Set each record down exactly, excluding all images.

**The data:**

— BEGIN —

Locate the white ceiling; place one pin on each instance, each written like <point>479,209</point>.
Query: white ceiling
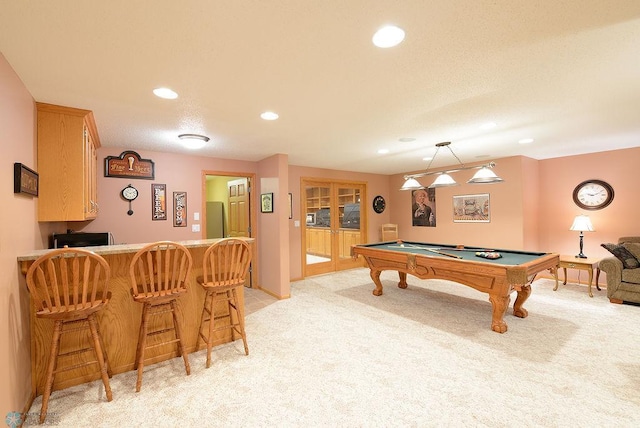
<point>566,73</point>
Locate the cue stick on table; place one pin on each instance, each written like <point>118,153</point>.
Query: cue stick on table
<point>433,250</point>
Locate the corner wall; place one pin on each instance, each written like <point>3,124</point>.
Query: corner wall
<point>19,233</point>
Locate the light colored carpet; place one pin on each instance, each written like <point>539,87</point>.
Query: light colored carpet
<point>335,355</point>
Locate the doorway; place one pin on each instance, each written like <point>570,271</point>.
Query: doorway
<point>227,209</point>
<point>333,222</point>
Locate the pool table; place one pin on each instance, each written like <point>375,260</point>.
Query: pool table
<point>514,270</point>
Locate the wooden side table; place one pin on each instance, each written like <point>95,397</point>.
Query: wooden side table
<point>588,264</point>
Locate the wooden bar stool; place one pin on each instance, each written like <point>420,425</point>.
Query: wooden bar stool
<point>159,273</point>
<point>69,286</point>
<point>224,267</point>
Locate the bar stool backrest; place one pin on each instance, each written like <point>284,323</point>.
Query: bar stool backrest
<point>160,268</point>
<point>226,263</point>
<point>67,280</point>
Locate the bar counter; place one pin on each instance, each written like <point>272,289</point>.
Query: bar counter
<point>119,322</point>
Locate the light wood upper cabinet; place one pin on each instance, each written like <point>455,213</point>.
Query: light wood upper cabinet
<point>67,164</point>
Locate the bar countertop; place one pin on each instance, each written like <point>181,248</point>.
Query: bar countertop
<point>104,250</point>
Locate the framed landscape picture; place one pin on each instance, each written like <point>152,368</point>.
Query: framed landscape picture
<point>471,208</point>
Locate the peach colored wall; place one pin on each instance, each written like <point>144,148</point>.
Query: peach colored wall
<point>376,185</point>
<point>19,232</point>
<point>531,202</point>
<point>179,173</point>
<point>558,178</point>
<point>506,228</point>
<point>274,254</point>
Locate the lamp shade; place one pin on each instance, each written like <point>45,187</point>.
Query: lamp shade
<point>485,176</point>
<point>582,223</point>
<point>411,184</point>
<point>443,180</point>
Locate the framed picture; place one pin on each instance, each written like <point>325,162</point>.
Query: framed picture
<point>25,180</point>
<point>158,201</point>
<point>266,202</point>
<point>471,208</point>
<point>179,209</point>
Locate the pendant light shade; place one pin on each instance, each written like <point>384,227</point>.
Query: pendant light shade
<point>411,184</point>
<point>485,176</point>
<point>443,180</point>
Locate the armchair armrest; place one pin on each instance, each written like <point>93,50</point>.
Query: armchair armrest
<point>613,268</point>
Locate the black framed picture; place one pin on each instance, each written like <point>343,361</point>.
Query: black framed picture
<point>25,180</point>
<point>266,202</point>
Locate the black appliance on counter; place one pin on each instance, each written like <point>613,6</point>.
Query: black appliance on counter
<point>78,239</point>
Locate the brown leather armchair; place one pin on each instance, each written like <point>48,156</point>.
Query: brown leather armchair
<point>622,284</point>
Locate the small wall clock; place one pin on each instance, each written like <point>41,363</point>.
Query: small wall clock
<point>129,193</point>
<point>379,204</point>
<point>593,194</point>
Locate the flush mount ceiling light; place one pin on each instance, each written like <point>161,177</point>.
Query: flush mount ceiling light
<point>269,115</point>
<point>193,141</point>
<point>388,36</point>
<point>165,93</point>
<point>484,176</point>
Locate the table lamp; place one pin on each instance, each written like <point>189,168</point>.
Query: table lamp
<point>583,224</point>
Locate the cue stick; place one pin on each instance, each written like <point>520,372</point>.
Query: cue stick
<point>433,250</point>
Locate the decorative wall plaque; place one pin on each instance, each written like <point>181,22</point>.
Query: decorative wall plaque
<point>179,209</point>
<point>158,201</point>
<point>25,180</point>
<point>129,165</point>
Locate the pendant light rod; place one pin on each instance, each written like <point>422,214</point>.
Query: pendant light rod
<point>484,176</point>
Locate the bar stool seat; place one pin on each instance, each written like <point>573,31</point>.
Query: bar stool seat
<point>225,266</point>
<point>159,273</point>
<point>70,286</point>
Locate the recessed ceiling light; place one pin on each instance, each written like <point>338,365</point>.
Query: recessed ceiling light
<point>193,141</point>
<point>165,93</point>
<point>488,125</point>
<point>388,36</point>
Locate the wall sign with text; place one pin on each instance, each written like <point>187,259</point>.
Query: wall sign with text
<point>129,165</point>
<point>179,209</point>
<point>158,201</point>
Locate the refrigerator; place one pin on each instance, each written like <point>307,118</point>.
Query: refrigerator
<point>215,219</point>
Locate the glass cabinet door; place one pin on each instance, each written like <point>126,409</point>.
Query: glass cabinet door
<point>333,223</point>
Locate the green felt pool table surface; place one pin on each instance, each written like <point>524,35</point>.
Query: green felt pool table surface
<point>508,257</point>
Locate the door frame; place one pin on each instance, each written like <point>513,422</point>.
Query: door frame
<point>253,219</point>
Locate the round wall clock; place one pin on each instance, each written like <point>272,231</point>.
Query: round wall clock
<point>593,194</point>
<point>129,193</point>
<point>379,204</point>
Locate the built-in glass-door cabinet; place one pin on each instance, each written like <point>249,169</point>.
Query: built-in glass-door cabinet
<point>334,221</point>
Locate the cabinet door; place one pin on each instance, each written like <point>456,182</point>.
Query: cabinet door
<point>333,223</point>
<point>67,163</point>
<point>91,179</point>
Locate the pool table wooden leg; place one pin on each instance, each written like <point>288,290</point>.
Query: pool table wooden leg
<point>403,279</point>
<point>523,294</point>
<point>375,276</point>
<point>500,305</point>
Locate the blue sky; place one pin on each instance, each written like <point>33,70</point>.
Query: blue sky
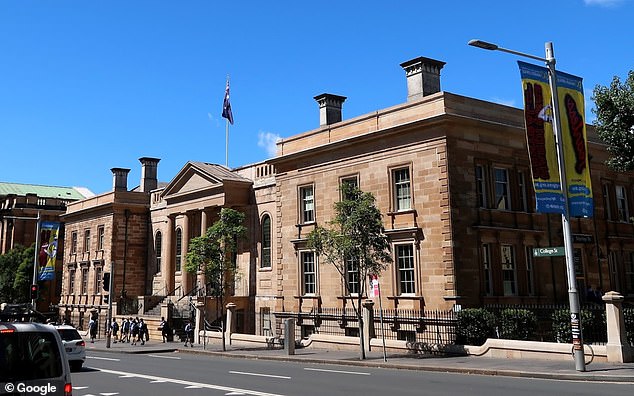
<point>86,86</point>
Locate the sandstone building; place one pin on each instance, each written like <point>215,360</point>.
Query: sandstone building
<point>452,179</point>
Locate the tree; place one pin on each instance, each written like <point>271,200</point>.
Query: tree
<point>16,273</point>
<point>355,245</point>
<point>615,121</point>
<point>214,253</point>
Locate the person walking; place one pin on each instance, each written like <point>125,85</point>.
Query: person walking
<point>189,334</point>
<point>144,334</point>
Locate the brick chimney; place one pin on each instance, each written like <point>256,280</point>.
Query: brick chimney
<point>149,172</point>
<point>329,108</point>
<point>120,179</point>
<point>423,77</point>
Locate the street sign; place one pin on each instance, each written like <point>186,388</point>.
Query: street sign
<point>556,251</point>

— END —

**Worked answer:**
Locate the white ceiling; place one pin on each instance, each written like <point>479,209</point>.
Query: white ceiling
<point>566,73</point>
Locate the cue stick on table; place one pin on each instance, each written like <point>118,153</point>.
Query: cue stick on table
<point>433,250</point>
Locate the corner wall; place one pin on each instance, each written like <point>3,124</point>.
Query: corner wall
<point>19,233</point>
Locate the light colored carpet; place one pin on each instance, each written like <point>539,87</point>.
Query: light colored carpet
<point>335,355</point>
Locate the doorway; place one pin on each instance, each written like <point>570,271</point>.
Query: doorway
<point>227,209</point>
<point>333,222</point>
Locate the pool table; place one pin on each instance, each written like <point>375,260</point>.
Query: pool table
<point>514,270</point>
Locate the wooden side table; place one pin on each instance, each written like <point>95,397</point>.
Query: wooden side table
<point>588,264</point>
Locate the wooden bar stool; place one pin on each instance, each written like <point>420,425</point>.
Query: wooden bar stool
<point>159,273</point>
<point>69,286</point>
<point>224,267</point>
Locate the bar stool backrest; place one pin on each instance, each written like <point>284,323</point>.
Query: bar stool backrest
<point>160,268</point>
<point>226,263</point>
<point>67,280</point>
Locate the bar counter; place one pin on each instance, each written like <point>272,289</point>.
Query: bar counter
<point>119,322</point>
Locate the light wood upper cabinet; place one pin on each instance, each written like <point>455,213</point>.
Query: light wood upper cabinet
<point>67,164</point>
Locate the bar countertop; place one pin on each instance, each written like <point>181,248</point>.
Query: bar countertop
<point>104,250</point>
Locate the framed landscape picture; place one pin on each instance, each written like <point>152,368</point>.
Query: framed landscape picture
<point>471,208</point>
Locate the peach colored wall; place one pin on each instance, each written like <point>144,148</point>.
Query: peach colored wall
<point>376,185</point>
<point>19,232</point>
<point>531,202</point>
<point>179,173</point>
<point>558,178</point>
<point>506,228</point>
<point>274,254</point>
Locate the lamp shade; place one pin on each instance, each written like <point>45,187</point>.
Query: lamp shade
<point>485,176</point>
<point>582,223</point>
<point>411,184</point>
<point>443,180</point>
Locate the framed picture; place one pin on each instance, each written like <point>325,162</point>.
Query: framed picture
<point>25,180</point>
<point>158,201</point>
<point>266,202</point>
<point>471,208</point>
<point>179,209</point>
Locate the pendant light shade; place one pin on each instance, each written like <point>384,227</point>.
Query: pendant light shade
<point>411,184</point>
<point>485,176</point>
<point>443,180</point>
Locate the armchair armrest; place one pin on each instance, each written like <point>93,50</point>.
Query: armchair armrest
<point>613,268</point>
Locate the black framed picture; place one pin on each instance, each written like <point>343,361</point>.
Query: black framed picture
<point>25,180</point>
<point>266,202</point>
Locate the black appliance on counter; place one pin on each instance, each written like <point>613,6</point>.
Query: black appliance on counter
<point>78,239</point>
Locate the brown leather armchair; place one pin on each instance, each written like <point>48,156</point>.
Query: brown leather armchair
<point>622,284</point>
Locate the small wall clock; place one pin on each instance, each written like <point>41,363</point>.
Query: small wall clock
<point>129,193</point>
<point>379,204</point>
<point>593,194</point>
Locate the flush mount ceiling light; place one pin on each instance, each written like <point>161,177</point>.
Query: flush mount ceiling light
<point>269,115</point>
<point>193,141</point>
<point>388,36</point>
<point>165,93</point>
<point>484,176</point>
Locate the table lamp; place one pin on each instance, each written like <point>189,168</point>.
Query: table lamp
<point>583,224</point>
Locate the cue stick; place one pin on each instance, each written like <point>520,372</point>.
Query: cue stick
<point>433,250</point>
Locate the decorative wall plaque; place one pin on each instance, each written like <point>181,22</point>.
Query: decorative wall plaque
<point>179,209</point>
<point>158,201</point>
<point>25,180</point>
<point>129,165</point>
Locate the pendant light rod; place one pin on each instance, each written like <point>422,214</point>.
Query: pendant light rod
<point>484,176</point>
Locate the bar stool seat; place one pin on each instance, each written like <point>573,31</point>.
Query: bar stool seat
<point>225,266</point>
<point>159,273</point>
<point>70,286</point>
Locate the recessed ceiling light; place one pin on each instance, each written like <point>338,365</point>.
Query: recessed ceiling light
<point>193,141</point>
<point>165,93</point>
<point>488,125</point>
<point>388,36</point>
Locate the wall sign with text; place one pin on each instance, each written like <point>187,259</point>.
Query: wall sign with text
<point>129,165</point>
<point>179,209</point>
<point>158,201</point>
Locate the refrigerator; place one pin on each instance, each written like <point>307,118</point>.
Query: refrigerator
<point>215,219</point>
Locate the glass cabinet door; place one pin on each instance, each written like <point>126,409</point>.
Query: glass cabinet door
<point>333,223</point>
Locate the green felt pool table surface; place one pin on each instance, each written like <point>524,35</point>.
Query: green felt pool table surface
<point>508,257</point>
Locate the door frame; place one pin on each instance, each written like <point>513,422</point>.
Query: door frame
<point>253,219</point>
Locate the round wall clock; place one pin on each instance, each written like <point>272,231</point>.
Query: round wall clock
<point>593,194</point>
<point>129,193</point>
<point>379,204</point>
Locate the built-in glass-door cabinet; place one pin on each instance, each written like <point>249,169</point>.
Query: built-in glass-door cabinet
<point>334,221</point>
Locate the cabinet door; place one pin on each instance, each written like <point>456,182</point>.
Query: cabinet door
<point>333,223</point>
<point>67,163</point>
<point>91,179</point>
Locate the pool table wooden leg; place one pin on each instance, each written like <point>288,290</point>.
Query: pool table wooden leg
<point>403,279</point>
<point>523,294</point>
<point>375,276</point>
<point>500,305</point>
Locate the blue sky; place one pin on each instance, each written like <point>33,70</point>.
Query: blue sky
<point>86,86</point>
Locate the sandstone building; place one pin on each instance, each written like <point>215,360</point>.
Query: sandstone building
<point>452,179</point>
Locate the tree; place one pin on each instance, each written like <point>271,200</point>.
Query: tree
<point>16,273</point>
<point>355,245</point>
<point>615,121</point>
<point>214,253</point>
Locate the person walking; place one pin on each instance, each written like <point>125,85</point>.
Query: person walking
<point>189,334</point>
<point>144,334</point>
Locate the brick chimney; place one pin on each instance, each written like <point>256,280</point>.
Query: brick chimney
<point>149,172</point>
<point>329,108</point>
<point>120,179</point>
<point>423,77</point>
Locate the street sign; place one pin on each instance, each written like <point>186,388</point>.
Query: street sign
<point>556,251</point>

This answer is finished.